Village in Gloucestershire, England

Naunton is a village in Gloucestershire, England. It lies on the River Windrush in the Cotswolds, an area of outstanding natural beauty. Stow-on-the-Wold is about 6 miles to the east.

==Community==
The population of Naunton in 2000 was 371, which fell to 352 at the 2011 census.

Once a farming community with the usual supporting trades, by the turn of the second millennium it had moved towards being a dormitory village. It has had no shops since 1999. Despite rising property prices, community activity remains and local associations include clubs for music, cricket, golf and tennis. The village has a parish council. The village hall was refurbished in 2017–2018 aided by a twenty-year government loan of £100,000.

There are single public bus services on Tuesdays to Andoversford and Fridays to Stow-on-the-Wold. The nearest railway station is at Moreton-in-Marsh (10 miles, 16 km away), providing several trains daily to London Paddington, Great Malvern, Hereford, Worcester and Oxford.

+ + + + + + +

# Apply what you read:
1) According to the Naunton text, what was the village's population at the 2011 census?
2) Continue the Naunton text from the end of its last sentence.

# Data section:

+ + + + + + +

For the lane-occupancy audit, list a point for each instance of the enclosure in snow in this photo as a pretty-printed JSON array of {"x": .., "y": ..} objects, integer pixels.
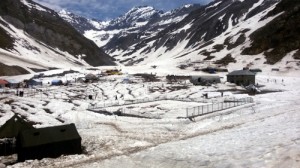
[{"x": 155, "y": 131}]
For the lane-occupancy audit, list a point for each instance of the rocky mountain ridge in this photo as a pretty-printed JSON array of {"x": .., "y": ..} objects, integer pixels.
[{"x": 34, "y": 36}]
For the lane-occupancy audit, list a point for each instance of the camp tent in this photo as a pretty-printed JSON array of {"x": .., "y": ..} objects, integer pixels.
[
  {"x": 241, "y": 77},
  {"x": 3, "y": 83},
  {"x": 91, "y": 77},
  {"x": 13, "y": 83},
  {"x": 13, "y": 127},
  {"x": 48, "y": 142},
  {"x": 56, "y": 82},
  {"x": 204, "y": 80},
  {"x": 34, "y": 82},
  {"x": 10, "y": 130}
]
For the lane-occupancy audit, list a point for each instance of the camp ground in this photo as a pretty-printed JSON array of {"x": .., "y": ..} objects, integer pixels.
[{"x": 113, "y": 121}]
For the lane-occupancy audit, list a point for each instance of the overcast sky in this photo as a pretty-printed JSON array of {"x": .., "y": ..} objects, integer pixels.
[{"x": 107, "y": 9}]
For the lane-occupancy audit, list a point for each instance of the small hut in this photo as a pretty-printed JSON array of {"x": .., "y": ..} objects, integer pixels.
[
  {"x": 241, "y": 77},
  {"x": 34, "y": 82},
  {"x": 9, "y": 131},
  {"x": 13, "y": 83},
  {"x": 90, "y": 77},
  {"x": 205, "y": 80},
  {"x": 3, "y": 83},
  {"x": 56, "y": 82},
  {"x": 13, "y": 127},
  {"x": 48, "y": 142}
]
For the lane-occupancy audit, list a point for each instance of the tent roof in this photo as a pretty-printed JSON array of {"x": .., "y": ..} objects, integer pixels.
[
  {"x": 2, "y": 81},
  {"x": 241, "y": 72},
  {"x": 13, "y": 127},
  {"x": 48, "y": 135},
  {"x": 12, "y": 81}
]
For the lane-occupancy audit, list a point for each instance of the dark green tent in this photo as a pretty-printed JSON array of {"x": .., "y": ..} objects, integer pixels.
[
  {"x": 13, "y": 127},
  {"x": 48, "y": 142}
]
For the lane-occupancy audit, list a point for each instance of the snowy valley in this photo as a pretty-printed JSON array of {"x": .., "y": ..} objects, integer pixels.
[{"x": 139, "y": 107}]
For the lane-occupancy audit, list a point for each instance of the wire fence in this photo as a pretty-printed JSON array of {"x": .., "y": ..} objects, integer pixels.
[
  {"x": 113, "y": 103},
  {"x": 213, "y": 107}
]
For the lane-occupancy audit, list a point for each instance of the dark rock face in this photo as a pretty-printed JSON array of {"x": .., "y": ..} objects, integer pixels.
[
  {"x": 281, "y": 36},
  {"x": 205, "y": 23},
  {"x": 49, "y": 28},
  {"x": 142, "y": 35}
]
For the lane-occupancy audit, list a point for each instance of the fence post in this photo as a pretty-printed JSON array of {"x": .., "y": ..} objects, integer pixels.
[{"x": 187, "y": 115}]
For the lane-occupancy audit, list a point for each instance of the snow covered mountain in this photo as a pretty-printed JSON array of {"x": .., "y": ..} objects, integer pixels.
[
  {"x": 36, "y": 38},
  {"x": 137, "y": 24},
  {"x": 230, "y": 33}
]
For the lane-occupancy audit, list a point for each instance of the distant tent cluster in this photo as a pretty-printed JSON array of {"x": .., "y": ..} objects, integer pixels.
[{"x": 32, "y": 143}]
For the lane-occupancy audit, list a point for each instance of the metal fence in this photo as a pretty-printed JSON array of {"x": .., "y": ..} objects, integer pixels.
[
  {"x": 112, "y": 103},
  {"x": 213, "y": 107}
]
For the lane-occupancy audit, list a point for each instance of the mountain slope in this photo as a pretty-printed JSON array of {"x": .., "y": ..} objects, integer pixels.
[
  {"x": 280, "y": 36},
  {"x": 135, "y": 25},
  {"x": 222, "y": 30},
  {"x": 36, "y": 31}
]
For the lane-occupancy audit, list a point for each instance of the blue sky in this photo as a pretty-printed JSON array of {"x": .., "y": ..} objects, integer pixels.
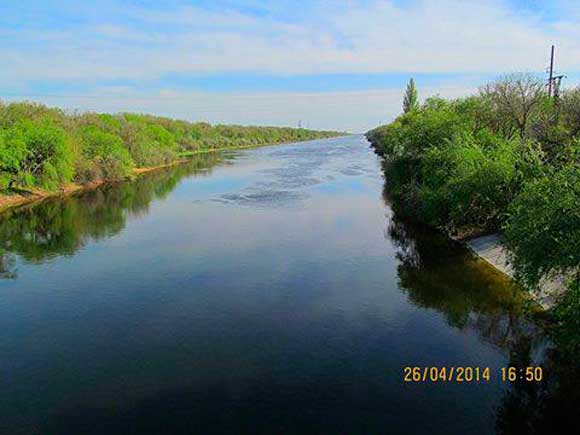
[{"x": 329, "y": 64}]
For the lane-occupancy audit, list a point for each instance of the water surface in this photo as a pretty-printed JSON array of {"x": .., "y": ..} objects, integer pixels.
[{"x": 264, "y": 291}]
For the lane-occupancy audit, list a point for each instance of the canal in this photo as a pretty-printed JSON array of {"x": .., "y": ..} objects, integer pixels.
[{"x": 260, "y": 291}]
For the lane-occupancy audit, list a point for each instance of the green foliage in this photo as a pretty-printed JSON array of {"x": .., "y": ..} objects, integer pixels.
[
  {"x": 411, "y": 99},
  {"x": 104, "y": 156},
  {"x": 506, "y": 159},
  {"x": 45, "y": 147},
  {"x": 471, "y": 180},
  {"x": 543, "y": 229}
]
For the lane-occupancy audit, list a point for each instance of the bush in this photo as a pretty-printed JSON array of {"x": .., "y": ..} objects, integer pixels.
[
  {"x": 471, "y": 181},
  {"x": 104, "y": 157},
  {"x": 543, "y": 228},
  {"x": 48, "y": 162}
]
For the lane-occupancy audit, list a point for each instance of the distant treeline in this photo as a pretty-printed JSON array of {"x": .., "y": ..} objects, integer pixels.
[
  {"x": 506, "y": 159},
  {"x": 47, "y": 147}
]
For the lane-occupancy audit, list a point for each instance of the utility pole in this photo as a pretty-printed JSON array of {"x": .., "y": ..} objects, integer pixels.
[
  {"x": 551, "y": 79},
  {"x": 554, "y": 82}
]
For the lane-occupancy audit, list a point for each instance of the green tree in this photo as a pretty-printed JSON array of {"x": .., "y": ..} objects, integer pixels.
[{"x": 411, "y": 99}]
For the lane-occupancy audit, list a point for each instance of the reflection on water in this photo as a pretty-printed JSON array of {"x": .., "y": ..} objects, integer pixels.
[
  {"x": 271, "y": 291},
  {"x": 61, "y": 226}
]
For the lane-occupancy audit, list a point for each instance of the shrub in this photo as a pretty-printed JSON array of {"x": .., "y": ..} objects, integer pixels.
[
  {"x": 543, "y": 228},
  {"x": 104, "y": 156}
]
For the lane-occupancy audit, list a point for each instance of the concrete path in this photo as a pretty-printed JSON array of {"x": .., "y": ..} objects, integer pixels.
[{"x": 490, "y": 249}]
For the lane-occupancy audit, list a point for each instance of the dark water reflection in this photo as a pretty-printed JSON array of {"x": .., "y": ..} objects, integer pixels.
[{"x": 270, "y": 291}]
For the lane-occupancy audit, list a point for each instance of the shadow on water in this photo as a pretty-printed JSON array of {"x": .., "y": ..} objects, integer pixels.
[
  {"x": 438, "y": 274},
  {"x": 62, "y": 225},
  {"x": 433, "y": 272}
]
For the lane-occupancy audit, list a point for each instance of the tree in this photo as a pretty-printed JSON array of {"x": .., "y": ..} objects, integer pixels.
[
  {"x": 411, "y": 100},
  {"x": 517, "y": 99}
]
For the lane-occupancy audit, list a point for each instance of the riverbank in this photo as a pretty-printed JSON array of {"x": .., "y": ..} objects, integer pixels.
[
  {"x": 27, "y": 196},
  {"x": 490, "y": 249}
]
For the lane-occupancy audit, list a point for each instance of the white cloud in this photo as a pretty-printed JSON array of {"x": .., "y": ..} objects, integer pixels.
[
  {"x": 429, "y": 36},
  {"x": 355, "y": 111}
]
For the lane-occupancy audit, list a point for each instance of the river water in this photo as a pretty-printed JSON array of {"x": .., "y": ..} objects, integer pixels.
[{"x": 263, "y": 291}]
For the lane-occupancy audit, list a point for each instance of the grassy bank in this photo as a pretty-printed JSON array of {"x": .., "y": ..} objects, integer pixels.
[
  {"x": 46, "y": 149},
  {"x": 17, "y": 196},
  {"x": 505, "y": 160}
]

+ + + + + + +

# Answers to this exercise:
1) 352

2)
==Heritage==
Naunton is referred to in the Domesday Book of 1086 as Niwetone. There has probably been a settlement there for at least 2000 years.

The present church, dedicated to St Andrew, dates largely from the 15th century. The Renaissance playwright and poet Ulpian Fulwell was Rector of Naunton from about 1570 until his death in about 1586. Another Rector, from 1660, was the prolific author and translator Clement Barksdale (1609–1687), who held the parish in plurality with Stow-on-the-Wold.

Naunton has a famous dovecote erected in 1660.

The 1998 Grand National winner, Earth Summit was prepared for the race in the village.